TASK
Under this line are the records; write out word for word the part that begins at the line containing "In every instance, a" and ends at the line containing "[[783, 374], [814, 101], [522, 364]]", and no more.

*** Opening DATA IN THIS EXERCISE ***

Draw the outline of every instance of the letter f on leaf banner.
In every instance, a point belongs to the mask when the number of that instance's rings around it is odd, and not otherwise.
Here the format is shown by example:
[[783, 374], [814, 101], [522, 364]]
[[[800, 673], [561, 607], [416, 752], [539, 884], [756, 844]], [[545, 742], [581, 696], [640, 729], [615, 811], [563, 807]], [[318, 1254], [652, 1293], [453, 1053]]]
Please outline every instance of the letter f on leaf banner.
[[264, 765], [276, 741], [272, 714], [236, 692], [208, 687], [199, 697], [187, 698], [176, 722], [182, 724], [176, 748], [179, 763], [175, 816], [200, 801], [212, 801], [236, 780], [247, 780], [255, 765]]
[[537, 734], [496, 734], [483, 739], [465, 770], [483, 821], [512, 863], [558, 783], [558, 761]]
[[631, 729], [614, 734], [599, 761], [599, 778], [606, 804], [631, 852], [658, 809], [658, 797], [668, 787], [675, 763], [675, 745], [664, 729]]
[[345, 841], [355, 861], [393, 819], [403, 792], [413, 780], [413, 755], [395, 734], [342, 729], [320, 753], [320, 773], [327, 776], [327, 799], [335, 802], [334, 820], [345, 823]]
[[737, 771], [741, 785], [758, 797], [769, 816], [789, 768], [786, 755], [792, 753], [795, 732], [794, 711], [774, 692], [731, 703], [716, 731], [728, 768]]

*** Closing DATA IN THIS EXERCISE ***

EXPECTED OUTPUT
In every instance, a point belongs to the mask when the number of that instance's rings around it is odd, and not otherwise.
Here the format is shown by example:
[[783, 374], [814, 101], [522, 364]]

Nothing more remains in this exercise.